● Your objective:
All lines from the one containing "Target: distant hill" to the end of the entries below should be output exactly as they appear. No other lines should be output.

● Extracted data:
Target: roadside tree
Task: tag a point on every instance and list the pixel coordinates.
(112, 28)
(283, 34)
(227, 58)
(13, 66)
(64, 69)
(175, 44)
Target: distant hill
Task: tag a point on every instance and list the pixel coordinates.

● Task result:
Target: distant hill
Task: tag a point on every instance and list the pixel coordinates.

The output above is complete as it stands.